Problem Tanımı: Aşağıdaki okuma parçasını hiçbir değişiklik yapmadan, baştan sona eksiksiz olarak geri verin.

Okuma Parçası:

DİYALOG MÜZESİ

MELEK ERDİL İLE



 
MELEK ERDİL İLE
1.122. DİYALOG:
KAPİTALİSMO SOSYALİSMO & SANAT
 
Başlangıç Tarihi: 25 Aralık 2024
Yer: Lefkoşa
Ortam: Messenger, Facebook 
Sponsor: (ArtCRITICS)
Projeler:
YouTube:
 
Doğar, büyür, yaşlanır ve ölürüz. Evrenin sistemi binlerce yıldır bu ve yok olmadığı sürece de böyle devam edecektir. 
Pekiyi, biz kısacık yaşamlarımızda neye önem veriyor, ne için çabalıyor, nasıl mutlu olma peşinde koşuyoruz? 
Dünyamızı ne denli algılayabiliyoruz? 
Daha da önemlisi kendimizi ne kadar algılayabiliyoruz?

Alıntılanan Veriler:

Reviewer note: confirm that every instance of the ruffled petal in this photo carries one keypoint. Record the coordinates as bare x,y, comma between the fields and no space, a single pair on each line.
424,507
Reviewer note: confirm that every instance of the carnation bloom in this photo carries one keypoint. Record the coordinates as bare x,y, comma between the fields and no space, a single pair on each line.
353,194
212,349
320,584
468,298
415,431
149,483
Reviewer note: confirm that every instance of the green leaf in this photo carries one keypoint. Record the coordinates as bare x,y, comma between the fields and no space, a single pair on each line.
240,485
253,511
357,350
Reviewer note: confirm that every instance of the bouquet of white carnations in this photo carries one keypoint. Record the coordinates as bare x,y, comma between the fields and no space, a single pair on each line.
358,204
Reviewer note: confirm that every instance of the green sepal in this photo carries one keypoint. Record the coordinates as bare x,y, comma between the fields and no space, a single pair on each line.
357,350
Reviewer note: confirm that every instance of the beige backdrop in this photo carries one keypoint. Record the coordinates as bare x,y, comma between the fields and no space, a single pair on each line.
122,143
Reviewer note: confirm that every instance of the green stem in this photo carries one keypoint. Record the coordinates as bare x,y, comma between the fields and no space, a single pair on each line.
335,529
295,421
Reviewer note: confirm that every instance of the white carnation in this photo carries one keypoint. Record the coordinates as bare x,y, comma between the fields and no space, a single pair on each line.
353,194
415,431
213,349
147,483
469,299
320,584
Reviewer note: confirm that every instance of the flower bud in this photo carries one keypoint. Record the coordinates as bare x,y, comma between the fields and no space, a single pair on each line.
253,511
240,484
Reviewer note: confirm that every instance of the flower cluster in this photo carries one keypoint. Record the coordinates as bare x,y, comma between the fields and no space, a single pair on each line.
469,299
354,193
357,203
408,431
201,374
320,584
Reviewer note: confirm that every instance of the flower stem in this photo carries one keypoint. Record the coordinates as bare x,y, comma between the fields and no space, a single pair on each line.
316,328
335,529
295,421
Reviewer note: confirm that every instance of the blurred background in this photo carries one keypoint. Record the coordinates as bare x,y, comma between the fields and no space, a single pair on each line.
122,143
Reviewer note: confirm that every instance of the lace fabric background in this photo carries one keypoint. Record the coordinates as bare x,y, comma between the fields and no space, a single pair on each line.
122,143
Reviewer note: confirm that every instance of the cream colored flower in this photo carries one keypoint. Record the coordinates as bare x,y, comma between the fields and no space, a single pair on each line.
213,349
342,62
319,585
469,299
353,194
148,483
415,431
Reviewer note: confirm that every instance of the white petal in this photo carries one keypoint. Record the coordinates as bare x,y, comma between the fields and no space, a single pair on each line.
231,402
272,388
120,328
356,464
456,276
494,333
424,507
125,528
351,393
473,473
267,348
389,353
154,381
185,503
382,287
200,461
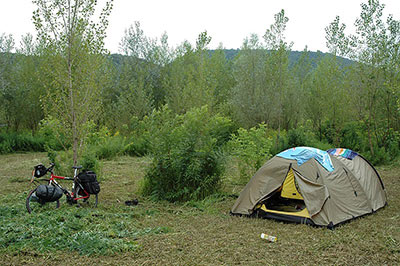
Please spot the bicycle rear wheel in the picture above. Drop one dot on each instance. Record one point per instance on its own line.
(33, 203)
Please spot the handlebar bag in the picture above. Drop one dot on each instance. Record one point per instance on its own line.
(48, 193)
(40, 170)
(89, 181)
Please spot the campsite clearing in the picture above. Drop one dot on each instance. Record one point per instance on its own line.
(195, 233)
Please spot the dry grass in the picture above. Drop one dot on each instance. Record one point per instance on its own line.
(204, 233)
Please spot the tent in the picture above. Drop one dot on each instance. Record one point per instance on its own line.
(311, 186)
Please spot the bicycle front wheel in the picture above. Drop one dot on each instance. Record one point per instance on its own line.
(33, 203)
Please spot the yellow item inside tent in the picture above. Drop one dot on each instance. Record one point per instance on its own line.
(289, 190)
(302, 213)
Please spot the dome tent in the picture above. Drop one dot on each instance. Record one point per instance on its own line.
(311, 186)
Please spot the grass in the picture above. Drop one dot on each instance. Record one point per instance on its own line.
(195, 233)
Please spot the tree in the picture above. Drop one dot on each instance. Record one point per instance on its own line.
(251, 99)
(188, 83)
(6, 71)
(277, 67)
(74, 63)
(374, 47)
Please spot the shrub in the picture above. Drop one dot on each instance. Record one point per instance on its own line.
(21, 142)
(252, 148)
(186, 164)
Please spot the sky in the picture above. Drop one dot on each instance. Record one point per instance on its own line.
(226, 21)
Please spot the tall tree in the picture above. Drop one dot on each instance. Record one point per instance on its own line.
(277, 67)
(374, 47)
(74, 65)
(7, 68)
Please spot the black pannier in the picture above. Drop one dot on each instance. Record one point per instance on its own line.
(48, 193)
(40, 170)
(88, 179)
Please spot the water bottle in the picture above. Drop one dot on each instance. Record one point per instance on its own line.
(268, 237)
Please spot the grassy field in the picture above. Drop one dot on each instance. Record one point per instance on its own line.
(195, 233)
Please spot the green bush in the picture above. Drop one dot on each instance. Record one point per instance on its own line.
(21, 142)
(186, 163)
(252, 148)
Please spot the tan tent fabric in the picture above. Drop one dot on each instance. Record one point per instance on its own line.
(352, 189)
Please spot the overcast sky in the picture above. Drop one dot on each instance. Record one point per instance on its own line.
(226, 21)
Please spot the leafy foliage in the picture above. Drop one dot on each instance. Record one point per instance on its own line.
(252, 148)
(80, 230)
(186, 164)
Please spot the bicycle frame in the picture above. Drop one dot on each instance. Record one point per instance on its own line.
(69, 194)
(78, 191)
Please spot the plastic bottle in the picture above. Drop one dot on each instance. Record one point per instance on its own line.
(268, 237)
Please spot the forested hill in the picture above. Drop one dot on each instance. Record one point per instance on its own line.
(230, 54)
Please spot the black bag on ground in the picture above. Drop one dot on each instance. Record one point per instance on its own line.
(88, 179)
(48, 193)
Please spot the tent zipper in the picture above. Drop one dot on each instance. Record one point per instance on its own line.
(355, 192)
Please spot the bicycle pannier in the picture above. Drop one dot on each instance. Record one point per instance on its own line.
(48, 193)
(89, 182)
(40, 170)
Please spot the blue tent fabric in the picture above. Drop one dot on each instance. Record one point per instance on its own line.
(303, 154)
(345, 153)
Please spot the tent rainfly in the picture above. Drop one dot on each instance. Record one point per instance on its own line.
(311, 186)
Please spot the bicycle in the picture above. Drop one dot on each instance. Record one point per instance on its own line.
(78, 192)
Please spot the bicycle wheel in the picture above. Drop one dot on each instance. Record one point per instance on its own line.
(33, 203)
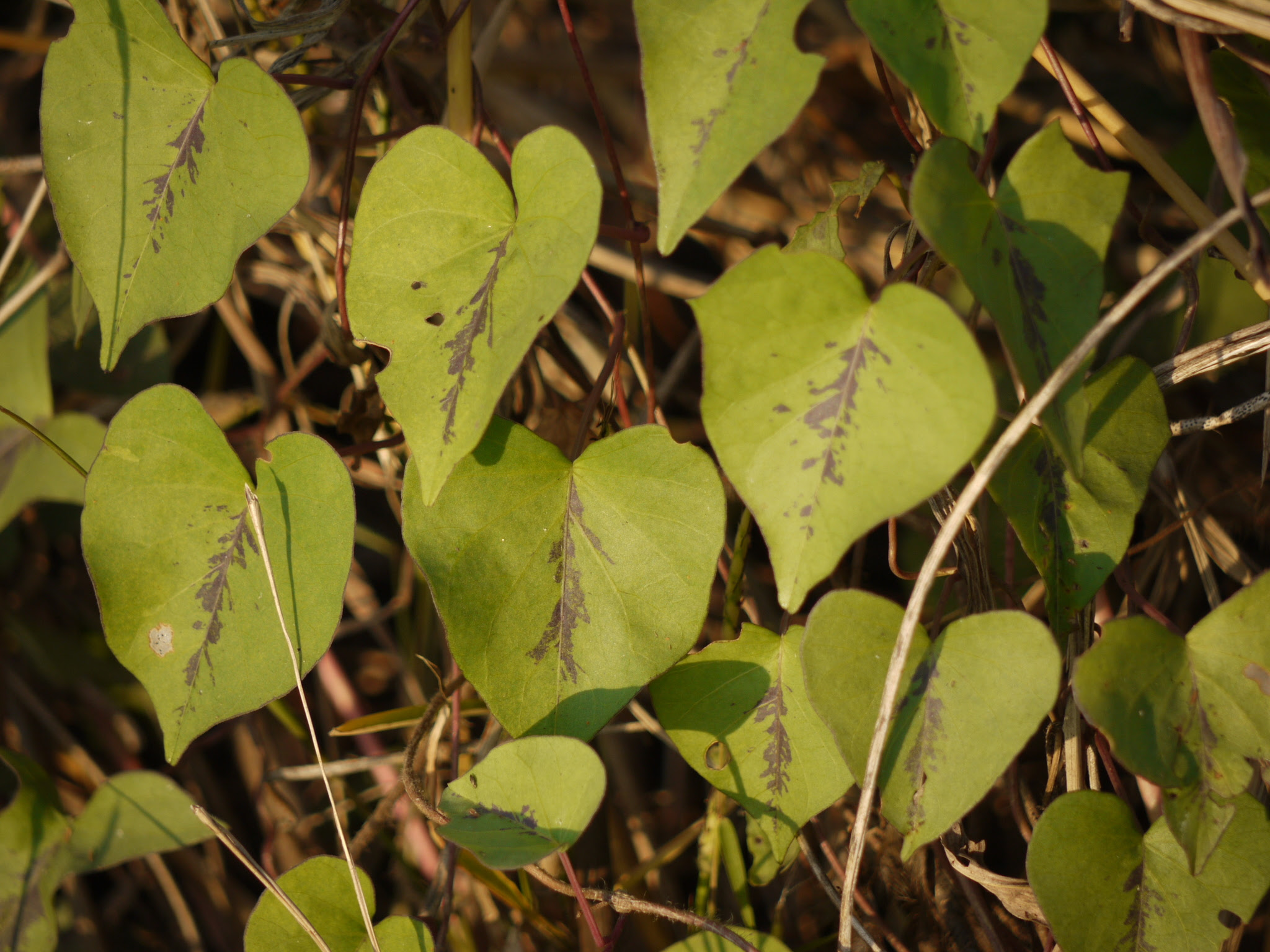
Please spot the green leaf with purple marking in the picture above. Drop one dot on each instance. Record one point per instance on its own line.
(962, 58)
(972, 700)
(1186, 712)
(739, 715)
(1076, 527)
(161, 174)
(1103, 885)
(528, 799)
(722, 81)
(567, 587)
(184, 597)
(456, 277)
(1033, 254)
(831, 412)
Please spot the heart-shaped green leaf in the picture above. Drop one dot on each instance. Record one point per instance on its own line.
(567, 587)
(456, 278)
(30, 470)
(721, 83)
(161, 173)
(821, 234)
(1105, 886)
(830, 412)
(1033, 254)
(962, 58)
(708, 941)
(974, 697)
(739, 715)
(1185, 712)
(528, 799)
(32, 858)
(401, 933)
(323, 891)
(130, 815)
(184, 597)
(1076, 528)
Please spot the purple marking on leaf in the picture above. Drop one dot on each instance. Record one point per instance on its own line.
(461, 358)
(571, 609)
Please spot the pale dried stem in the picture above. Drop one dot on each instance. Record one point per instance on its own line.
(978, 483)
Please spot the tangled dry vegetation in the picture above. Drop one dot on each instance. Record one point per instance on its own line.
(269, 359)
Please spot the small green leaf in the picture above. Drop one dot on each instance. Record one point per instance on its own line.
(30, 471)
(974, 697)
(183, 592)
(456, 277)
(1076, 528)
(528, 799)
(1033, 254)
(32, 858)
(722, 81)
(821, 234)
(134, 814)
(1185, 712)
(739, 715)
(323, 891)
(567, 587)
(830, 412)
(708, 941)
(401, 933)
(962, 58)
(161, 174)
(1105, 886)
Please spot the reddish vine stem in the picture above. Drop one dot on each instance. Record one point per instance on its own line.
(894, 107)
(637, 252)
(587, 914)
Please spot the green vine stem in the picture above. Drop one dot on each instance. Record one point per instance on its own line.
(46, 441)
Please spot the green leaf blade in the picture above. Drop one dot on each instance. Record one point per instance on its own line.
(721, 82)
(161, 175)
(528, 799)
(456, 278)
(850, 412)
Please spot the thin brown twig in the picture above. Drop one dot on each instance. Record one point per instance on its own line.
(637, 252)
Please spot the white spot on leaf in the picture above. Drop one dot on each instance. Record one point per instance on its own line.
(161, 639)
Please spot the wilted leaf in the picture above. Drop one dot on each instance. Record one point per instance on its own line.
(183, 592)
(456, 277)
(1075, 527)
(830, 412)
(962, 58)
(1033, 255)
(1105, 886)
(739, 715)
(1185, 712)
(323, 890)
(130, 815)
(161, 174)
(821, 234)
(567, 587)
(528, 799)
(973, 699)
(722, 81)
(32, 858)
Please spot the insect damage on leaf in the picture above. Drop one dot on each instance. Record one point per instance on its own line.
(571, 607)
(779, 752)
(461, 358)
(164, 200)
(214, 593)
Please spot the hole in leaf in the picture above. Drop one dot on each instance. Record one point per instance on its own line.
(718, 756)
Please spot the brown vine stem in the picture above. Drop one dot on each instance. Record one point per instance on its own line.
(637, 252)
(409, 778)
(624, 904)
(978, 483)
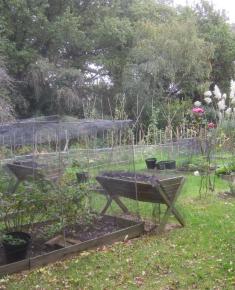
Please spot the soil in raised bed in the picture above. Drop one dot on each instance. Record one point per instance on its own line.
(100, 227)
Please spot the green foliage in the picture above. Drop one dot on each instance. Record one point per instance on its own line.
(98, 50)
(215, 30)
(9, 239)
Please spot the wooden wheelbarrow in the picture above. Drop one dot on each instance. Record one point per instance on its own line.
(143, 188)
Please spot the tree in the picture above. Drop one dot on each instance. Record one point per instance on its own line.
(215, 30)
(164, 54)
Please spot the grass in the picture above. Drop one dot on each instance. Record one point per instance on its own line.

Tamamlanan Görev:
DİYALOG MÜZESİ

MELEK ERDİL İLE



 
MELEK ERDİL İLE
1.122. DİYALOG:
KAPİTALİSMO SOSYALİSMO & SANAT
 
Başlangıç Tarihi: 25 Aralık 2024
Yer: Lefkoşa
Ortam: Messenger, Facebook 
Sponsor: (ArtCRITICS)
Projeler:
YouTube:
 
Doğar, büyür, yaşlanır ve ölürüz. Evrenin sistemi binlerce yıldır bu ve yok olmadığı sürece de böyle devam edecektir. 
Pekiyi, biz kısacık yaşamlarımızda neye önem veriyor, ne için çabalıyor, nasıl mutlu olma peşinde koşuyoruz? 
Dünyamızı ne denli algılayabiliyoruz? 
Daha da önemlisi kendimizi ne kadar algılayabiliyoruz?